> Prompt 1: List each measure that the text on delirium in elderly patients recommends for their care in place of antipsychotic drugs.
> Prompt 2: According to the text on delirium in elderly patients, how many patients in the study by MR Agar et al. received haloperidol?
> Prompt 3: Continue the text on treating delirium in elderly patients, starting after its final sentence.

** Opening Text provided block **

Getting old and marching towards our inevitable passing away have never been easy for humans across the ages, except in some cultures where there is a fatalistic conception of life or a more mature assumption of natural events.In our modern societies the drama is compounded by the radical breakdown of family ties that confine the elderly people to hospitals and nursing homes.

The medical and nursing personnel of assisted living facilities seem all too ready to use antipsychotic drugs to treat the delirium of elderly patients, instead of using preventive measures like the company of someone that provides some attention and comfort to them. Nurses must limit the evening-hour disruptions in sleep, noise and lights while doctors should refrain from prescribing drugs with anticholinergic effects, treat pain and hydrate them.

MR Agar et al. studied the efficacy of risperidone and haloperidol in the treatment of delirium of elderly patients by enrolling 247 patients at 11 inpatient hospice or hospital palliative care in Australia from August 2008 to April 2014. Eighty two patients received risperidone, eighty one received haloperidol and eighty four received a placebo; age-adjusted oral doses were administered every 12 hours for 3 days based on their symptomatology.

** Closing Text provided block **
** Opening Supplied information block **

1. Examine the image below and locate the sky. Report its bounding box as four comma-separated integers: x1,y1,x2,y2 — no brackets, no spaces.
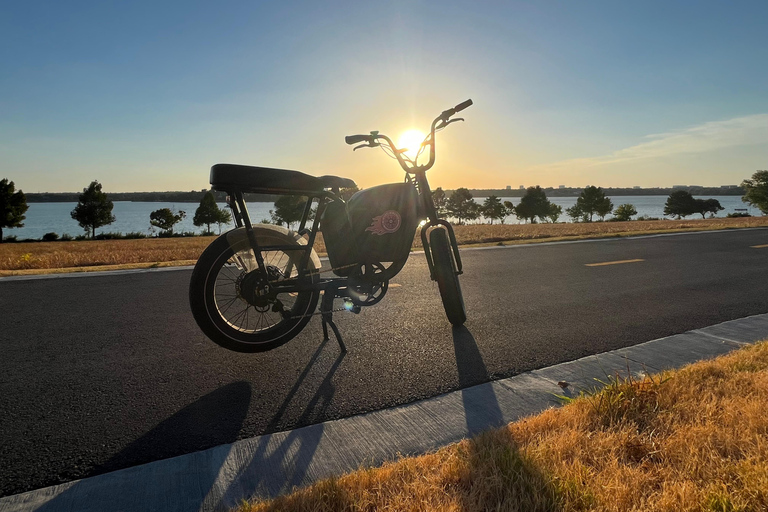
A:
0,0,768,192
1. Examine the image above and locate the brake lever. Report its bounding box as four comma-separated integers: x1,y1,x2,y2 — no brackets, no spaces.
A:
435,117,464,130
352,142,381,151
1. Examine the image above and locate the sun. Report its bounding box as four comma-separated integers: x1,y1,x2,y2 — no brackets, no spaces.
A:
397,130,425,160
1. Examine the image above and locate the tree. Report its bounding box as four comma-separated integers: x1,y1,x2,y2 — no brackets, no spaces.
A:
445,187,480,224
216,208,232,234
192,190,226,233
695,199,725,219
664,190,698,219
515,185,552,224
613,204,637,222
566,185,613,222
547,202,563,224
149,208,187,236
0,178,29,243
269,196,307,227
565,199,589,222
432,187,448,217
741,171,768,215
480,196,508,224
70,181,115,238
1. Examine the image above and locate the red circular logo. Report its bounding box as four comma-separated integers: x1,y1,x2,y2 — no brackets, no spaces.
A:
381,210,400,233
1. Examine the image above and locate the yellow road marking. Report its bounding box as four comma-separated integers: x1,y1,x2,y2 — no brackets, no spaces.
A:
585,259,645,267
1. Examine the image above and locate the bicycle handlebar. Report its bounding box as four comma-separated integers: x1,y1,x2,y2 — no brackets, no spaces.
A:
344,135,371,145
344,99,472,173
453,100,472,112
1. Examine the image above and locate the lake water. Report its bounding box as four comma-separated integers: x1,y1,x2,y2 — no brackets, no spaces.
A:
3,196,760,240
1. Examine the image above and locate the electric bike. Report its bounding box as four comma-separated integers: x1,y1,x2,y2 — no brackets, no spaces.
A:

** Closing Supplied information block **

> Response 1:
- Having someone keep the patients company to provide attention and comfort
- Limiting evening-hour disruptions in sleep, noise and lights
- Not prescribing drugs with anticholinergic effects
- Treating pain
- Hydrating the patients

> Response 2: Eighty-one patients received haloperidol.

> Response 3:
After 72 hours the patients receiving antipsychotic drugs had significantly higher symptoms of delirium than those taking the placebo; they also had extrapyramidal effects like acute dyskinesias, dystonic reactions, tardive dyskinesia and Parkinsonism. Patients receiving haloperidol had much more sedation on the “Richmond Agitation Sedation scale” than the placebo. Patients in the haloperidol group had much better survival than the placebo.

Experts in Geriatrics have long criticized the quick fix of administering an antipsychotic drug to the usually frail elderly patients and have advocated the proper training and assignment of critical resources to physicians in the provision of environmental and biopsychosocial interventions to treat them.  Dying is a messy, oftentimes chaotic, process tainted with numerous cultural overtones, which must be understood by caregivers for the elderly patients.